# TASK BRIEF
Put the lines below, from the line containing "Exercise. Point to every instance of the table" through the end of the records, into a JSON list of strings with one string per line and blank lines omitted.

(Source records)
● ● ●

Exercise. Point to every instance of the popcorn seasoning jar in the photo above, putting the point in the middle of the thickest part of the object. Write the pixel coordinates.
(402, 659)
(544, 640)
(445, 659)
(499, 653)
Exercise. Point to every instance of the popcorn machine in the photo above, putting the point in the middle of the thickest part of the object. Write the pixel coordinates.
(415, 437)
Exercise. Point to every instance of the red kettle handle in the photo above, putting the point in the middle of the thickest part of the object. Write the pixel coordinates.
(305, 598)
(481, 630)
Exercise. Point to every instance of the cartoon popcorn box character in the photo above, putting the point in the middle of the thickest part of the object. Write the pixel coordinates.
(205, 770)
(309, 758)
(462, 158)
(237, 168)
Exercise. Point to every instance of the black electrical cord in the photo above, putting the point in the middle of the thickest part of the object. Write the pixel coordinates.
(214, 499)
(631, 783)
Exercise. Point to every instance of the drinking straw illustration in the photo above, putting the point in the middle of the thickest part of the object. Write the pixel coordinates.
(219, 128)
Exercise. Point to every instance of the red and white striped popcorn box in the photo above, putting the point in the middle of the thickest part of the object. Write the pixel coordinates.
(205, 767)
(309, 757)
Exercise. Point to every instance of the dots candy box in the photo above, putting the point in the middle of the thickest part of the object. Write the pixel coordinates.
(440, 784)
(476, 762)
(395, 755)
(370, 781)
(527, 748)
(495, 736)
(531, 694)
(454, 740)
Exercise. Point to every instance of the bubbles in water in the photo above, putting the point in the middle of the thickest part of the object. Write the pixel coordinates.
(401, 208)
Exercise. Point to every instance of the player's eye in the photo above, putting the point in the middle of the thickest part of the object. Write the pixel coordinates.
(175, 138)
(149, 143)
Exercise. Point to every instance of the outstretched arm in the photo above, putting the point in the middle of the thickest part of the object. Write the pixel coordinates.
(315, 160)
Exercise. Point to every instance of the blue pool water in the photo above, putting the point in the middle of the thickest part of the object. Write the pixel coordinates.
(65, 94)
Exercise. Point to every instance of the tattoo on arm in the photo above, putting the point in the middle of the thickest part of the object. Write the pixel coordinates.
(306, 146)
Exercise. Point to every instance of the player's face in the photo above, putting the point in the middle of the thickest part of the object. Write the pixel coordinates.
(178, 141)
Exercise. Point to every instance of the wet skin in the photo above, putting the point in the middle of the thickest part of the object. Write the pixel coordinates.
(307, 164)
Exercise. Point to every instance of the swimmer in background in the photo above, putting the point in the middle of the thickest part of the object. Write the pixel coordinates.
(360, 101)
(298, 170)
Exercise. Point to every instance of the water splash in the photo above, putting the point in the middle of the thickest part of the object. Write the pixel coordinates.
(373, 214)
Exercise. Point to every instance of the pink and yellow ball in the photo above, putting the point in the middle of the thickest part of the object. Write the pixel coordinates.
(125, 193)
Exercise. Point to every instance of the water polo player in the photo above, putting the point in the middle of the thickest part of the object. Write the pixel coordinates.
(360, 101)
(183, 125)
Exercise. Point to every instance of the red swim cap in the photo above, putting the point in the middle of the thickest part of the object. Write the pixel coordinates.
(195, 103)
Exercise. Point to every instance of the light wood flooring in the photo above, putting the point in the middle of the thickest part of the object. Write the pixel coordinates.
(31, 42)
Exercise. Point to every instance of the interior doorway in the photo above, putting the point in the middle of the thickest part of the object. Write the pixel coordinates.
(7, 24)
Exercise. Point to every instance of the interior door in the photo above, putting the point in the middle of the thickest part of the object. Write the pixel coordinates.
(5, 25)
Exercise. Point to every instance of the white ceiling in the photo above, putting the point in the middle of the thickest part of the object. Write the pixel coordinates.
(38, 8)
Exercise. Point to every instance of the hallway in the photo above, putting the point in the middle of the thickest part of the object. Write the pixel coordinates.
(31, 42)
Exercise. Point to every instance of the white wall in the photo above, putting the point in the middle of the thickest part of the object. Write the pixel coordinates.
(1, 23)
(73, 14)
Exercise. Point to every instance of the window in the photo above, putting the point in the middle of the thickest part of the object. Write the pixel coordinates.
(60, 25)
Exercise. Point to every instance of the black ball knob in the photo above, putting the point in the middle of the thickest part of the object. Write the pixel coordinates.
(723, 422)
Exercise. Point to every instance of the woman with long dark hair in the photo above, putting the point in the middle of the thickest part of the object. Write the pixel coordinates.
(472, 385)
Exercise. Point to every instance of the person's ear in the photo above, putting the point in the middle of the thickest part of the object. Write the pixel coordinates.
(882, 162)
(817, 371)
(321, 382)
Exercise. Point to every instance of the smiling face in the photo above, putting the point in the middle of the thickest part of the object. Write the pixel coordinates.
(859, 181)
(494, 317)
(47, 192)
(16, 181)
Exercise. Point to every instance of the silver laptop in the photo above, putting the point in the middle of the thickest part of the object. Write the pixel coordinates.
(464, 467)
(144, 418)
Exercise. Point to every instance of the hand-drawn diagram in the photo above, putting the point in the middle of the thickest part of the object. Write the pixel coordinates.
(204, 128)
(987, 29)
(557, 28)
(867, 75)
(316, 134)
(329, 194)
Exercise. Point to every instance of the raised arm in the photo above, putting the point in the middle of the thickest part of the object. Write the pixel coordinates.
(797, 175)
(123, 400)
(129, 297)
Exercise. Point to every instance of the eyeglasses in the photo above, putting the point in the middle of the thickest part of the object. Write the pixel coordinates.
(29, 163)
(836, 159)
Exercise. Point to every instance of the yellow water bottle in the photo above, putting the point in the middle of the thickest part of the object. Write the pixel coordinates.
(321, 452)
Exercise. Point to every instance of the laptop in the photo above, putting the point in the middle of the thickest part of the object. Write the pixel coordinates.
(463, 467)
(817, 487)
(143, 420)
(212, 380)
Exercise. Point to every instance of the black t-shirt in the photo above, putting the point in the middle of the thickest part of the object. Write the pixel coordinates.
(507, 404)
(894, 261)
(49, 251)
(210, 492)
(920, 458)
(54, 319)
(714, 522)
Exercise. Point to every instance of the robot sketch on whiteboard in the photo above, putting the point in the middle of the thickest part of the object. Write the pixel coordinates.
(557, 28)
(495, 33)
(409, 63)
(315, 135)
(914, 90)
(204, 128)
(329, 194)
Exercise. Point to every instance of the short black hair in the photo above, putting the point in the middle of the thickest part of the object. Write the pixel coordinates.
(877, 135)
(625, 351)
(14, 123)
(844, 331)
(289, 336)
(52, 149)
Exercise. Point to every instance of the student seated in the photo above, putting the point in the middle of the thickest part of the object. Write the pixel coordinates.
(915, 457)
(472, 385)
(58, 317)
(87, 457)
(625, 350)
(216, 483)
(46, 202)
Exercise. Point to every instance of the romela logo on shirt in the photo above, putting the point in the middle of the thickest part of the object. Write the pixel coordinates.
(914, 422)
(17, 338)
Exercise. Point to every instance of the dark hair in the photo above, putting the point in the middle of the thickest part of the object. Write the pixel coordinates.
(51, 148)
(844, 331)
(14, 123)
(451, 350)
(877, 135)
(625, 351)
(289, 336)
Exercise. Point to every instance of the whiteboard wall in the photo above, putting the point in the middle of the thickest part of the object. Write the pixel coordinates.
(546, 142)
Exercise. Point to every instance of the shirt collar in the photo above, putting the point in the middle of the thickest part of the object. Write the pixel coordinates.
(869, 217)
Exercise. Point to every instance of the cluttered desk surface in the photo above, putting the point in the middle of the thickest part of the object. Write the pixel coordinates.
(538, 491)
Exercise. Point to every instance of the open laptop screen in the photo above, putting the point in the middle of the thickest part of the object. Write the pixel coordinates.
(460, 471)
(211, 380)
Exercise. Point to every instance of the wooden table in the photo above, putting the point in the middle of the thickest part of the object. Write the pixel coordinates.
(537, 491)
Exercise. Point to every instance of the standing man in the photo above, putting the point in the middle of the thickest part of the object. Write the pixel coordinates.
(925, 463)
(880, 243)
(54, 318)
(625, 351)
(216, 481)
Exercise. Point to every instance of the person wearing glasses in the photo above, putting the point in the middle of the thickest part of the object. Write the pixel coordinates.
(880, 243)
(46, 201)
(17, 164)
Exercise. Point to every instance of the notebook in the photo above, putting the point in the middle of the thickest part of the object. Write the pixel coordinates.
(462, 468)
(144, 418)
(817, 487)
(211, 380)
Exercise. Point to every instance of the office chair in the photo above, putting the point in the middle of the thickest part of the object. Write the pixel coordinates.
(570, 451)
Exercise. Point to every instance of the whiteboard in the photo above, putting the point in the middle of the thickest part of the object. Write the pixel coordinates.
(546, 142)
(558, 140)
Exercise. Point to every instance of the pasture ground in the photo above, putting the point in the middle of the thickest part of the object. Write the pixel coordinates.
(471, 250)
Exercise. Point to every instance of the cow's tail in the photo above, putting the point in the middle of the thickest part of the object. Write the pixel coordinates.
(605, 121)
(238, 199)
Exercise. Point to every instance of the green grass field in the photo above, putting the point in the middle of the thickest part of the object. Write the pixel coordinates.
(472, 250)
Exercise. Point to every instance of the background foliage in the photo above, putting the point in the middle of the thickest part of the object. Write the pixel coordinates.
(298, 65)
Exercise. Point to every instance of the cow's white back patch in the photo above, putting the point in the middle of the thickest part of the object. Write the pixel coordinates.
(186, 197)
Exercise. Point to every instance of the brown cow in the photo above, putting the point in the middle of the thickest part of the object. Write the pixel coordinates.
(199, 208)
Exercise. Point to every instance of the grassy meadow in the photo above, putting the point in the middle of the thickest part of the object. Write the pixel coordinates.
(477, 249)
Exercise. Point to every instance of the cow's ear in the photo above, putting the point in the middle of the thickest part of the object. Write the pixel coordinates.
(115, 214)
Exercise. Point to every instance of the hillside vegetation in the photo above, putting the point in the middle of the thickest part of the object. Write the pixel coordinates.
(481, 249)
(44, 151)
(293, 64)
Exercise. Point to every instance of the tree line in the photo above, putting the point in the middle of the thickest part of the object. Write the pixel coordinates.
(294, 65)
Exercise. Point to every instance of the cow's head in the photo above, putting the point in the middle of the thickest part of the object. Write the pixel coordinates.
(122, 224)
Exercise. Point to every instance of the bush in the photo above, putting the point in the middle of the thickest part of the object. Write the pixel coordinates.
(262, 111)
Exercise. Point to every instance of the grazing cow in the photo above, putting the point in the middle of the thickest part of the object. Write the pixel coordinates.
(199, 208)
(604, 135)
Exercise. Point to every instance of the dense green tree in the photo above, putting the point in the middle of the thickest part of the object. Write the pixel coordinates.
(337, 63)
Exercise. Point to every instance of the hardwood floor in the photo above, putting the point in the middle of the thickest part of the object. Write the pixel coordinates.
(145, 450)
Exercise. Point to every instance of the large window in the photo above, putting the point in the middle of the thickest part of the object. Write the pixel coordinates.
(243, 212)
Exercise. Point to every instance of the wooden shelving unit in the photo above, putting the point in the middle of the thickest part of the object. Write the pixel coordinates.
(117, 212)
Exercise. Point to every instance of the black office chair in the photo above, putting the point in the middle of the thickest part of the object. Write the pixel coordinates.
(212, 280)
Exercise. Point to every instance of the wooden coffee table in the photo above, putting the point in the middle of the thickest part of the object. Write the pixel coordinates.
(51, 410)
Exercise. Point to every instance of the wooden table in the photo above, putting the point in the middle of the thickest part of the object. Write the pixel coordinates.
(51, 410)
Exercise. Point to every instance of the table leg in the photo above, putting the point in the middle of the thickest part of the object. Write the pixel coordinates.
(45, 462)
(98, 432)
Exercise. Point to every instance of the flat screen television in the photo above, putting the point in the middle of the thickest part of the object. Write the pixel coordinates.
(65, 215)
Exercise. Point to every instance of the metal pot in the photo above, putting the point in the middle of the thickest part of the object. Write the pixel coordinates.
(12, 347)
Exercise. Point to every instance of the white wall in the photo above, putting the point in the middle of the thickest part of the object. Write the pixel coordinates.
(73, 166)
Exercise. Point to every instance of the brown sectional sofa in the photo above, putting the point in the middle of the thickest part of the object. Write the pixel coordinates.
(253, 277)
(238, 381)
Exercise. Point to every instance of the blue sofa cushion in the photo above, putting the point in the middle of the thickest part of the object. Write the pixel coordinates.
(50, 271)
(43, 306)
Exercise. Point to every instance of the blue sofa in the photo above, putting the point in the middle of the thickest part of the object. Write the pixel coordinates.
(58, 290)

● ● ●

# SOLUTION TO THIS TASK
[
  "Exercise. Point to every instance of the table leg in the photo above, putting the point in the middle of the thickest part of the object. Write the pixel coordinates.",
  "(45, 462)",
  "(98, 432)",
  "Exercise. Point to every instance of the flat screen television in the photo above, putting the point in the middle of the thickest part of the object. Write the pixel coordinates.",
  "(65, 215)",
  "Exercise. Point to every instance of the metal pot in the photo above, putting the point in the middle of the thickest part of the object. Write the pixel coordinates.",
  "(12, 347)",
  "Exercise. Point to every instance of the white wall in the photo above, putting the point in the middle of the thickest part of the object. Write the pixel coordinates.",
  "(73, 166)",
  "Exercise. Point to every instance of the brown sectional sofa in the photo above, putting the point in the middle of the thickest part of the object. Write the pixel coordinates.",
  "(253, 277)",
  "(238, 381)",
  "Exercise. Point to every instance of the blue sofa cushion in the photo above, putting the point in the middle of the thickest part of the object. Write the pixel coordinates.",
  "(50, 271)",
  "(43, 306)",
  "Exercise. Point to every instance of the blue sofa in the photo above, putting the point in the middle of the thickest part of the object. Write the pixel coordinates.",
  "(58, 290)"
]